** Opening Exercise data block **
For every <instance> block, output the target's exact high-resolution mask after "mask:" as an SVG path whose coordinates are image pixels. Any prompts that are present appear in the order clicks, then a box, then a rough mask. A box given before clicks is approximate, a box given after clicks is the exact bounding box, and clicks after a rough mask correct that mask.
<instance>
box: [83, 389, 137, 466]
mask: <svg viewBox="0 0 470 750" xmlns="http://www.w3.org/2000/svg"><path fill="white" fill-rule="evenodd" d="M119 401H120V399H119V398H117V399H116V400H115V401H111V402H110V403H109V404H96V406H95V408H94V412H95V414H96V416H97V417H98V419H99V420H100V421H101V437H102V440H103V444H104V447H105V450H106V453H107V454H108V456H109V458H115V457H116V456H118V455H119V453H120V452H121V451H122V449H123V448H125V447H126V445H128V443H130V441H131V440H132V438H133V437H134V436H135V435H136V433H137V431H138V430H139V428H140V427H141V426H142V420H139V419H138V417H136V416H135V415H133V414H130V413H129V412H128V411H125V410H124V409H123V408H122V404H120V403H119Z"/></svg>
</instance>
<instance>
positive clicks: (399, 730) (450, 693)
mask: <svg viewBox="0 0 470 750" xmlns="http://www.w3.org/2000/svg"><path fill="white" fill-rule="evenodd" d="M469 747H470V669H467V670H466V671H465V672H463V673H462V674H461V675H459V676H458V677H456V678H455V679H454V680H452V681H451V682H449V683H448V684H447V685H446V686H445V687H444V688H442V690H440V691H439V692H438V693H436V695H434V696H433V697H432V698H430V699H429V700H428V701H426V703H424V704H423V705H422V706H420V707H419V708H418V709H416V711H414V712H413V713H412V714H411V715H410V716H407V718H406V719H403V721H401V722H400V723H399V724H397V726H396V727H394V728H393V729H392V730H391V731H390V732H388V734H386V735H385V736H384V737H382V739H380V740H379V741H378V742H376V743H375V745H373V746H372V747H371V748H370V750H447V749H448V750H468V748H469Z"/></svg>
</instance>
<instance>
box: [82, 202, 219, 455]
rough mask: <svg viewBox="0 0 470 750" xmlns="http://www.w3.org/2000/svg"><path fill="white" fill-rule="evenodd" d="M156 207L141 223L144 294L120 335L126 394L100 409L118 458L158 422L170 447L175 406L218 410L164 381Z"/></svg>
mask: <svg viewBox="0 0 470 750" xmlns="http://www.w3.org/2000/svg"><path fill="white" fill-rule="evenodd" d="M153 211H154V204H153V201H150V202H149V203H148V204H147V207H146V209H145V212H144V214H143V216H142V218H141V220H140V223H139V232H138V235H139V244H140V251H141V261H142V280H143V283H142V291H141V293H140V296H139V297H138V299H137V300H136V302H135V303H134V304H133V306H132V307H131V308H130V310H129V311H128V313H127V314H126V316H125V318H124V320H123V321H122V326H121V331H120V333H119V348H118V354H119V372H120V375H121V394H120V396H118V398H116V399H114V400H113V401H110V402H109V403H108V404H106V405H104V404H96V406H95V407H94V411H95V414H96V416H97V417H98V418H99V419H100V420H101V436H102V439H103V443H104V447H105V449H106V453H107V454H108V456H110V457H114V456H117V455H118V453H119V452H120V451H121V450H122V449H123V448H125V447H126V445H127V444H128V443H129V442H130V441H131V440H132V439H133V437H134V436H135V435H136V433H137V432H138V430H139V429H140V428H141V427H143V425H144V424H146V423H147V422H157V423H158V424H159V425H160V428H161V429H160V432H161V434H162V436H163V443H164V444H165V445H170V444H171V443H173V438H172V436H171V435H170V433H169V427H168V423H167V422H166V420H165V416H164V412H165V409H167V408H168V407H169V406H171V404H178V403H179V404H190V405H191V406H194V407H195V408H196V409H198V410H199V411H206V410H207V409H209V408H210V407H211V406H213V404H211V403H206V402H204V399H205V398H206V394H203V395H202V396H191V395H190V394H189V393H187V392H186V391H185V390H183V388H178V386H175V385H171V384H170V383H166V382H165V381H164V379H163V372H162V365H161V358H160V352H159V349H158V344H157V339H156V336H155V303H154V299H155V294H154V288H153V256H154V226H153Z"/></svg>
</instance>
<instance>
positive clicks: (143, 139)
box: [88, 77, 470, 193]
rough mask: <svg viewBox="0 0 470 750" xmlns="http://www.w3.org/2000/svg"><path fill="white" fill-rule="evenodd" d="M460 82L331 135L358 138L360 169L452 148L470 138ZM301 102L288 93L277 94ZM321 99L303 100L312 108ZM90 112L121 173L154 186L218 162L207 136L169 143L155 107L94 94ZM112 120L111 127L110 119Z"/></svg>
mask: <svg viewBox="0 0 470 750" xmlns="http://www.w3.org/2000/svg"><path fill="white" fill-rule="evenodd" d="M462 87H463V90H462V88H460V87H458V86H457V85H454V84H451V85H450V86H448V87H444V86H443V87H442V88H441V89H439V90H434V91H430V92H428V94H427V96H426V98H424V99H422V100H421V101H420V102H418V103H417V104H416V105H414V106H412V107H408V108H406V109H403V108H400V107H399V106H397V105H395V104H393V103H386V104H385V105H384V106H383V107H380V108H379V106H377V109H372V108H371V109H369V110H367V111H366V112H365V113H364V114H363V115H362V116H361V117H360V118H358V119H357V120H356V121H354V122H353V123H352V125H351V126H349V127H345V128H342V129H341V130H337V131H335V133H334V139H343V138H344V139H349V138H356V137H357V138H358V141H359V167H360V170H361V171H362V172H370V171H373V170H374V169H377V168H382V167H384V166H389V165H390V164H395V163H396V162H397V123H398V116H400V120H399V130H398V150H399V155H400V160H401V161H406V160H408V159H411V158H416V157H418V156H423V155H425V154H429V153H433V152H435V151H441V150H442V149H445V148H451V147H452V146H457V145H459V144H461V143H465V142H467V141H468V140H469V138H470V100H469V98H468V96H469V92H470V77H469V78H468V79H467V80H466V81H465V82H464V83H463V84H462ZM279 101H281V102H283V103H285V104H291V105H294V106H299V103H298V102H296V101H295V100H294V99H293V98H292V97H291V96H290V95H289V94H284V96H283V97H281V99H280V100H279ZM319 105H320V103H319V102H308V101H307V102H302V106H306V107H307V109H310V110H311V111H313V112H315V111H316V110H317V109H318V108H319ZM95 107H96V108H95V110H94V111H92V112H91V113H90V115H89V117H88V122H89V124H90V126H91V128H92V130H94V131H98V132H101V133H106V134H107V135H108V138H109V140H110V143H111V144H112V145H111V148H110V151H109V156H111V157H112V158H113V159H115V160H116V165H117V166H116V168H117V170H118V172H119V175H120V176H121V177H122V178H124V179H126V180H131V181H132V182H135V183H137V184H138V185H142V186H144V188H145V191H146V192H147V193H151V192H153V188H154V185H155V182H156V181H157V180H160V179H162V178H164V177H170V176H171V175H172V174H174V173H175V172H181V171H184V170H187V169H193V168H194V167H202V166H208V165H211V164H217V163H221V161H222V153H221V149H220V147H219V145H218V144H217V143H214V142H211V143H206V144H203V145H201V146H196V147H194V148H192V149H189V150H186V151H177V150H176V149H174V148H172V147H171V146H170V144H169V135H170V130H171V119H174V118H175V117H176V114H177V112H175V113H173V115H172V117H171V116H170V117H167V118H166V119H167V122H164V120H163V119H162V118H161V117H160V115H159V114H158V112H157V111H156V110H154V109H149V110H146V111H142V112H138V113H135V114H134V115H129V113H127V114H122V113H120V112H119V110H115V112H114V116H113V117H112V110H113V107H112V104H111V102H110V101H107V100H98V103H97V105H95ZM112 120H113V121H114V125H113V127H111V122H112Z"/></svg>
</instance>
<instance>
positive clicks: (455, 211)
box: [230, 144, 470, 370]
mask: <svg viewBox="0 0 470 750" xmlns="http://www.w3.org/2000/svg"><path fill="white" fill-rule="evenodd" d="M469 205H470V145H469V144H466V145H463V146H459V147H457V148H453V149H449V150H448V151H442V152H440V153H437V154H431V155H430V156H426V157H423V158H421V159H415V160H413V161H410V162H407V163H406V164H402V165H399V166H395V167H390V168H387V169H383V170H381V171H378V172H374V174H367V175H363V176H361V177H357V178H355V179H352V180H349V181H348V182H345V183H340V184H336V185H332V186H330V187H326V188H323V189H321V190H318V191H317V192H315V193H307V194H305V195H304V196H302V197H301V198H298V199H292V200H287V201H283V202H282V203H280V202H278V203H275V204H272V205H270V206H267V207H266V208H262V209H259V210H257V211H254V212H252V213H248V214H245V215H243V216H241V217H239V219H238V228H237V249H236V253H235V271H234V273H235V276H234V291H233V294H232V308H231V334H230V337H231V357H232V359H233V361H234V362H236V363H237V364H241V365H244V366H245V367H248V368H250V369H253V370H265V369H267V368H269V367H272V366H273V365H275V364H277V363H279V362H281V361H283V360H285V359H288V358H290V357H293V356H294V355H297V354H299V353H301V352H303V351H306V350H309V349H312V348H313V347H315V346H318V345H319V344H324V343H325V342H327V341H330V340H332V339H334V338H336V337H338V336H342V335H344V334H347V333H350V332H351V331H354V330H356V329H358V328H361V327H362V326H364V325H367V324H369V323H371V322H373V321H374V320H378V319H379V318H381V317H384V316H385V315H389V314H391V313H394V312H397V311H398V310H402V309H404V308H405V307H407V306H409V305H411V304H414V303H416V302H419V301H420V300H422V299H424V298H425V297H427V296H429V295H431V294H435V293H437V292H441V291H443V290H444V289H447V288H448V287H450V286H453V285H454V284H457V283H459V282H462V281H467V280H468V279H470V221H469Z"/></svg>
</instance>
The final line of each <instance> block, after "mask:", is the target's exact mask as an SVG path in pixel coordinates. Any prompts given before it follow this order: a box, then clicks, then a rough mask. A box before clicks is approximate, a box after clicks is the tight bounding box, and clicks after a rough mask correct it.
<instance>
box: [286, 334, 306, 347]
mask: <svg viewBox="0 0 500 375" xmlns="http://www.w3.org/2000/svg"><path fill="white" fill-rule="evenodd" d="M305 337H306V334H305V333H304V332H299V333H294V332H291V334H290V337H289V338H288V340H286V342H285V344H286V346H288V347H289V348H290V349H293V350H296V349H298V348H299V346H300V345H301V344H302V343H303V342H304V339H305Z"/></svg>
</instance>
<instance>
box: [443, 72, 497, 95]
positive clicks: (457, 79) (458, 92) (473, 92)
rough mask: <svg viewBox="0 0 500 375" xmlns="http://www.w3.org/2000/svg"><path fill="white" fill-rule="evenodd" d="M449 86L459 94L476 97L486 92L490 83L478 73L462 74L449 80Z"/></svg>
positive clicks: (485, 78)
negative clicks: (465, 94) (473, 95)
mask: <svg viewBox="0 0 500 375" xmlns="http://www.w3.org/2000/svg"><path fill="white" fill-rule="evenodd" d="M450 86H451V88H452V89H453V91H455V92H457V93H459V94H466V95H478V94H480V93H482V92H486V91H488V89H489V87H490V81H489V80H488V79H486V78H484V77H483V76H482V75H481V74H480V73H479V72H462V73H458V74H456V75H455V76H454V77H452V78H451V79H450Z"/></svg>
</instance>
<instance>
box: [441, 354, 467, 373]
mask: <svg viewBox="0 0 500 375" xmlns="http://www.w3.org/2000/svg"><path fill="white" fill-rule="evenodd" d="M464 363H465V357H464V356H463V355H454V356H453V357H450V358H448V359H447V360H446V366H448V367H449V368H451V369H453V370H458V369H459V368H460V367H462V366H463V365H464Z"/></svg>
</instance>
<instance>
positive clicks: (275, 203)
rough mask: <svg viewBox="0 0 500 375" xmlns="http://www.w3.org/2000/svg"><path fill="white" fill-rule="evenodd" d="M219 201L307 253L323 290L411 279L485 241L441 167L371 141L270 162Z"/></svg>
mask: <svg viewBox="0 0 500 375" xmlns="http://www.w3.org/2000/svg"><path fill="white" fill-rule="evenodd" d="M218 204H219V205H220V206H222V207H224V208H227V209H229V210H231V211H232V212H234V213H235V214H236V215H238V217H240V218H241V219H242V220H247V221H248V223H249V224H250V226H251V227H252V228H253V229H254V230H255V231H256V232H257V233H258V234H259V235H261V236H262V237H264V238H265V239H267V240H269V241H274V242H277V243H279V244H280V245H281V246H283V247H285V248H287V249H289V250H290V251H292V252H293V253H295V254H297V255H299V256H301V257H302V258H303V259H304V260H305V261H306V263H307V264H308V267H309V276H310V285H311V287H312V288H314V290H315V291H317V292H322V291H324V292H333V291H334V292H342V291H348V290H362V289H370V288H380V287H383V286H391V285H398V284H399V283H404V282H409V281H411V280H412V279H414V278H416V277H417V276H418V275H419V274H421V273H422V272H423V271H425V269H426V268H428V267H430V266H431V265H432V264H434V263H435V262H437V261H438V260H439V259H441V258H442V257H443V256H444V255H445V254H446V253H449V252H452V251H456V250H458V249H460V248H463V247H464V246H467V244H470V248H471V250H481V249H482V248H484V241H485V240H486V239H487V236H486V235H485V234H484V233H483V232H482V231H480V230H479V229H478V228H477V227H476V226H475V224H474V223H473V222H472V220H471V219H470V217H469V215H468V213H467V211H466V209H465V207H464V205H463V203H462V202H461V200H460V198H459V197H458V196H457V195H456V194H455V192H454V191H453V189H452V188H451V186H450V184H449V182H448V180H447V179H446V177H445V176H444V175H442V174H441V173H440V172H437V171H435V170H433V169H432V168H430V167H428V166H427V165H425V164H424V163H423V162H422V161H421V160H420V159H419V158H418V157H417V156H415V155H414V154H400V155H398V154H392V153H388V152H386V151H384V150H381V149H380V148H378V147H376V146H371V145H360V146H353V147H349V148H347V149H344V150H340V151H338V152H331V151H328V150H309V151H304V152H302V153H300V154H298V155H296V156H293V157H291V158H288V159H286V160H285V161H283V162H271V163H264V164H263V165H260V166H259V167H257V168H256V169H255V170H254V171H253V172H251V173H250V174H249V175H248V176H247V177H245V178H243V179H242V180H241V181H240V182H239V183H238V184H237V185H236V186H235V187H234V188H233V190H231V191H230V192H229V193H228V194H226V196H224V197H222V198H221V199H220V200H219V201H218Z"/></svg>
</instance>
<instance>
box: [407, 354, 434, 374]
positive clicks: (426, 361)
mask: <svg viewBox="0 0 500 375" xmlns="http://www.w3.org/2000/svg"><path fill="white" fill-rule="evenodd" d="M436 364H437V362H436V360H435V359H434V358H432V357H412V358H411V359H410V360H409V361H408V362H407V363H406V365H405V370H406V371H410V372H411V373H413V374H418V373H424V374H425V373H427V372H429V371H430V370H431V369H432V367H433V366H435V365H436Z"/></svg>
** Closing Exercise data block **
**Requirement**
Can you reproduce the data from its first line up to and including the line with "box: [83, 389, 137, 466]", changing "high-resolution" to "full-resolution" and keeping everything else the same? Give only those lines.

**Answer area**
For every <instance> block, output the target's exact full-resolution mask after "mask:" as an SVG path whose coordinates are image pixels. Any prompts that are present appear in the order clicks, then a box, then a rough mask. A box given before clicks is approximate, a box given after clicks is the exact bounding box, and clicks after a rough mask correct that mask.
<instance>
box: [83, 389, 137, 466]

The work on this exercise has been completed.